**EXERCISE DETAILS**:
Return every line of the rows that contains the word "forked", and treat uppercase and lowercase as different.

(Location annotation dataset excerpts)

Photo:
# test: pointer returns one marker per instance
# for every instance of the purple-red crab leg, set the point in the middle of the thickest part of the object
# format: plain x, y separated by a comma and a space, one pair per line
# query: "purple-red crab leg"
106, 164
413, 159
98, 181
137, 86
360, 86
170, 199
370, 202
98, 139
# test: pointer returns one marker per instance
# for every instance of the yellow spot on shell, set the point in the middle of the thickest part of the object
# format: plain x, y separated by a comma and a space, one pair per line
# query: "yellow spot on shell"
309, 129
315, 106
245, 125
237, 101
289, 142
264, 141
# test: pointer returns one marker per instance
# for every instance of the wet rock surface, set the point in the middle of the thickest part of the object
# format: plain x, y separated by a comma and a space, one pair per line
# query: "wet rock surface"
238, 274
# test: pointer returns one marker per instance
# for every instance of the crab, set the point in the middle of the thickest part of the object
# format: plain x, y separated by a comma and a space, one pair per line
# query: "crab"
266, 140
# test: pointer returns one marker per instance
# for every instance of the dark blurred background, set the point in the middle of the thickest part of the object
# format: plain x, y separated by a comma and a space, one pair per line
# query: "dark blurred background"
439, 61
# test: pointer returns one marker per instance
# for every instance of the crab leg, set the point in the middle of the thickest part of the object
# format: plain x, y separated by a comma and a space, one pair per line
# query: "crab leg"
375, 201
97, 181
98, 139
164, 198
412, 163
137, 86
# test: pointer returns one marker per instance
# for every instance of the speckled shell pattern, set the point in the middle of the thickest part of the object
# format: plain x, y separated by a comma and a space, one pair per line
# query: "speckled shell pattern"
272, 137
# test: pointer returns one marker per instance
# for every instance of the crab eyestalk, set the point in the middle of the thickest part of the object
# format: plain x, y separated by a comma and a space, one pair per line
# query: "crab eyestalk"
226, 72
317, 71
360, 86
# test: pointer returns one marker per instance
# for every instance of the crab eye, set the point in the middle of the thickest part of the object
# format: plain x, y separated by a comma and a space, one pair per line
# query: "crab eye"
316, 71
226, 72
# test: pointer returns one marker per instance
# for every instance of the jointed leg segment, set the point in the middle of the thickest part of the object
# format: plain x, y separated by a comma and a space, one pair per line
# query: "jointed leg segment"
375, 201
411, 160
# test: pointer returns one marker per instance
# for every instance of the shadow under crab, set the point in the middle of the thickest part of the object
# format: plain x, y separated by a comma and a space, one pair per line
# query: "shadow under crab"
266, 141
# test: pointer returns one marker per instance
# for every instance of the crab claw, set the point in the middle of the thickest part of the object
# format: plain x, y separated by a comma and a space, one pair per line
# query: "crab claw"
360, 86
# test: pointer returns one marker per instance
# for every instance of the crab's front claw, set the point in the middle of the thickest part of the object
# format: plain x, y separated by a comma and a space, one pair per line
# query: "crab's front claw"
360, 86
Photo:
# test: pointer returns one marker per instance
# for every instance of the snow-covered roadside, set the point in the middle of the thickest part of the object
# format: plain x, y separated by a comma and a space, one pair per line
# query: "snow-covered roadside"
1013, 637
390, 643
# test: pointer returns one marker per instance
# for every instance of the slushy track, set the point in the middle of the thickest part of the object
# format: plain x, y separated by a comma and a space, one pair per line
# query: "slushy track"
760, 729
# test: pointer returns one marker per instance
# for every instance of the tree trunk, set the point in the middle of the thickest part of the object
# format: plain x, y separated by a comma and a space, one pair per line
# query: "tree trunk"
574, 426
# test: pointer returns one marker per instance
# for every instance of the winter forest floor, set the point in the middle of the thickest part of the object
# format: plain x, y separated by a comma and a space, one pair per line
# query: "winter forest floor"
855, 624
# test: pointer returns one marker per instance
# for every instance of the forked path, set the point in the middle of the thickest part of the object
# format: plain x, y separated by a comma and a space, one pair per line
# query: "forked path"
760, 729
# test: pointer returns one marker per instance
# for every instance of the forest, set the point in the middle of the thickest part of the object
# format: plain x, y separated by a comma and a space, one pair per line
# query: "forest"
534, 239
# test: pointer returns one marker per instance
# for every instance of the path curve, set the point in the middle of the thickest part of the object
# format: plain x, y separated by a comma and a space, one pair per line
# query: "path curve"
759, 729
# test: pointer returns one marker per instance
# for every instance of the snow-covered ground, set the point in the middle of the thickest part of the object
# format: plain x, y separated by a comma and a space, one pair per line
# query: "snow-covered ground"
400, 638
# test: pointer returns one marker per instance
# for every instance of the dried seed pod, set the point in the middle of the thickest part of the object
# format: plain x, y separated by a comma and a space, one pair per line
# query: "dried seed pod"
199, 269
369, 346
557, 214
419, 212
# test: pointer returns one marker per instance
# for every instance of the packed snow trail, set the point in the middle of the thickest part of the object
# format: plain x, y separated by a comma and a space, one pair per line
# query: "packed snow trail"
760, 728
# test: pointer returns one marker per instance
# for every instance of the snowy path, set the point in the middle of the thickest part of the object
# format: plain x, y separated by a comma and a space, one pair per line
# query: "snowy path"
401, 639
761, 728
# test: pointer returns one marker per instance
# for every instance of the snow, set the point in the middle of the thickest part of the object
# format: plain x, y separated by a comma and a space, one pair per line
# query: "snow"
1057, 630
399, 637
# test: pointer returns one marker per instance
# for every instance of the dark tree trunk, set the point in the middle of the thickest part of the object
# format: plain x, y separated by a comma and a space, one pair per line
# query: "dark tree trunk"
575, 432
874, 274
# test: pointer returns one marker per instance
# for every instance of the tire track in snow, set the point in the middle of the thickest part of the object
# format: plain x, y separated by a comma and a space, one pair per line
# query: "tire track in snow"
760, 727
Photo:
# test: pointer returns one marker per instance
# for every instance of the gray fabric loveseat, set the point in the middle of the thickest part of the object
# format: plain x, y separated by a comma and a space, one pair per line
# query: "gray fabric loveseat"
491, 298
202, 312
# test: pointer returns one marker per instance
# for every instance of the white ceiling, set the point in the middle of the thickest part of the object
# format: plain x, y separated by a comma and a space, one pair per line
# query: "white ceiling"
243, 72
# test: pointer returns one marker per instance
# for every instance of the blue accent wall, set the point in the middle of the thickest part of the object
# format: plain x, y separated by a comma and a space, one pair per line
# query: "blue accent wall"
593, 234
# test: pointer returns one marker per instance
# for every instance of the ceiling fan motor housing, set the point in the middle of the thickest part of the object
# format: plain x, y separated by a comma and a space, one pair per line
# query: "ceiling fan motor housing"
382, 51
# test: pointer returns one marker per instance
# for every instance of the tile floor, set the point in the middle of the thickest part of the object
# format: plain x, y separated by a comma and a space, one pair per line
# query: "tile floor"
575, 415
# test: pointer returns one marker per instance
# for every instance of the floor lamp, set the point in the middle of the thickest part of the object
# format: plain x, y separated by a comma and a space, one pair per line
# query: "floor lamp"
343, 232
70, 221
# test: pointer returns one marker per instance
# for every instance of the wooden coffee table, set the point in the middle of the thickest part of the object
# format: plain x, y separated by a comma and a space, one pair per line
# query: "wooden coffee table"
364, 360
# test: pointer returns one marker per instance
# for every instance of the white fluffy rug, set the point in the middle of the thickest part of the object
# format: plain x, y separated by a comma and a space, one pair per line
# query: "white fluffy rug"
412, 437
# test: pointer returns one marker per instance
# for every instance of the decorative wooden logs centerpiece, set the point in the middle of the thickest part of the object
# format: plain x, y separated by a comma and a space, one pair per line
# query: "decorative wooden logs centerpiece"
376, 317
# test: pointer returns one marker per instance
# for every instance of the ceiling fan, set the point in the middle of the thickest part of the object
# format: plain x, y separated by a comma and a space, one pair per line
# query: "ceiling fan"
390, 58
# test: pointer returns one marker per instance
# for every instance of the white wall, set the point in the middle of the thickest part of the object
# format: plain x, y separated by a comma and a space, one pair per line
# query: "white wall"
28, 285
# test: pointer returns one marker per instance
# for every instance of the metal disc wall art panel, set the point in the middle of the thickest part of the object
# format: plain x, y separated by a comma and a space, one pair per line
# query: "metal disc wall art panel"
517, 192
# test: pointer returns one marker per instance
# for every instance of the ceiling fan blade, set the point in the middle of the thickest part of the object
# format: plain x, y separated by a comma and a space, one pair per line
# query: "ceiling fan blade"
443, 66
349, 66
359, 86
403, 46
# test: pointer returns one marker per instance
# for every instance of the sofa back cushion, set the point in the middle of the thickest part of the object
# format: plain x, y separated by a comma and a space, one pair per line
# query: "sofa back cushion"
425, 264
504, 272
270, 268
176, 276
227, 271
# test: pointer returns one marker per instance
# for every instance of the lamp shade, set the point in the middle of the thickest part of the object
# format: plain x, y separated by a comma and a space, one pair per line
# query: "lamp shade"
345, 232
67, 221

==

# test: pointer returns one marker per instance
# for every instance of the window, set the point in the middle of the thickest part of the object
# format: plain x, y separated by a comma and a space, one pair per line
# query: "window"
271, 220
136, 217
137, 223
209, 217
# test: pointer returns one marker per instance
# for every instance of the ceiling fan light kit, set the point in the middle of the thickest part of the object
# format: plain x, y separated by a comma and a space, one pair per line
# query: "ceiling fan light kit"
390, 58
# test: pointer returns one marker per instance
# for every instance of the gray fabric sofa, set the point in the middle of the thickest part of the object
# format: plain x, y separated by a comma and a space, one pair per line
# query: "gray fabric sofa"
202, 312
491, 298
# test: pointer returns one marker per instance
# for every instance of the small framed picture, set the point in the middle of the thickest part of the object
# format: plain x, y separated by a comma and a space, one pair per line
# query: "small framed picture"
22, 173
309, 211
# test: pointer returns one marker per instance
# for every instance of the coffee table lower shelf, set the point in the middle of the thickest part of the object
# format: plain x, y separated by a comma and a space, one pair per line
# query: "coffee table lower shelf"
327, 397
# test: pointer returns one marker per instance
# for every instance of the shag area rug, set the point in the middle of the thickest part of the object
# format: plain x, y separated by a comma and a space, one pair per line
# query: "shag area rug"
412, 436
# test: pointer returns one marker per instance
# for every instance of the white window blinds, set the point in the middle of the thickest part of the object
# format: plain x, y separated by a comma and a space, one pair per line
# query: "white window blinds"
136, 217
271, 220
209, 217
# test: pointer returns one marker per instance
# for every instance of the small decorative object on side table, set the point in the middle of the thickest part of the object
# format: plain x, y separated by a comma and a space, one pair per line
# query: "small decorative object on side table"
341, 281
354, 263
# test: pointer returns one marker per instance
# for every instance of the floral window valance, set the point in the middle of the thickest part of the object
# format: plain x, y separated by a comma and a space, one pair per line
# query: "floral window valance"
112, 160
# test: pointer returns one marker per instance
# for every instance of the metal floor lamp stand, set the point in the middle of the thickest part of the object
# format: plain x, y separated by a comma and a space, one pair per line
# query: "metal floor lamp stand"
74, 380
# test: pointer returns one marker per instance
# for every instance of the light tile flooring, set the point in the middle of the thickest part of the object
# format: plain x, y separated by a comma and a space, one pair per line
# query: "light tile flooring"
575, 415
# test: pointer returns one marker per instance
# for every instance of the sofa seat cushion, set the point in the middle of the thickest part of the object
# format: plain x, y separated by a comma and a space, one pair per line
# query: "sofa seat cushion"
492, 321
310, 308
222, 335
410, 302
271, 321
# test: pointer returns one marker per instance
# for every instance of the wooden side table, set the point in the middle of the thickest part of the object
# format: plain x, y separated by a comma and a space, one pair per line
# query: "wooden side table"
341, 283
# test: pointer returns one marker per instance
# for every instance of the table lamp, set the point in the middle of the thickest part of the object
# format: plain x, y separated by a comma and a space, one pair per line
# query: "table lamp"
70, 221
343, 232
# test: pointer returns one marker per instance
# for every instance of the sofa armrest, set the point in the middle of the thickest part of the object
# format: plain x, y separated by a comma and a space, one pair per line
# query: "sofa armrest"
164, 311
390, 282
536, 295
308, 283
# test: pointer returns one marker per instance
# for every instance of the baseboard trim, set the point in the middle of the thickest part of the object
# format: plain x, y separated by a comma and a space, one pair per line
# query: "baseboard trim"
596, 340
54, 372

**OUTPUT OF THE EXERCISE**:
# for every instance of the forked path, set the point in the middle of the thickest part of the object
# query: "forked path"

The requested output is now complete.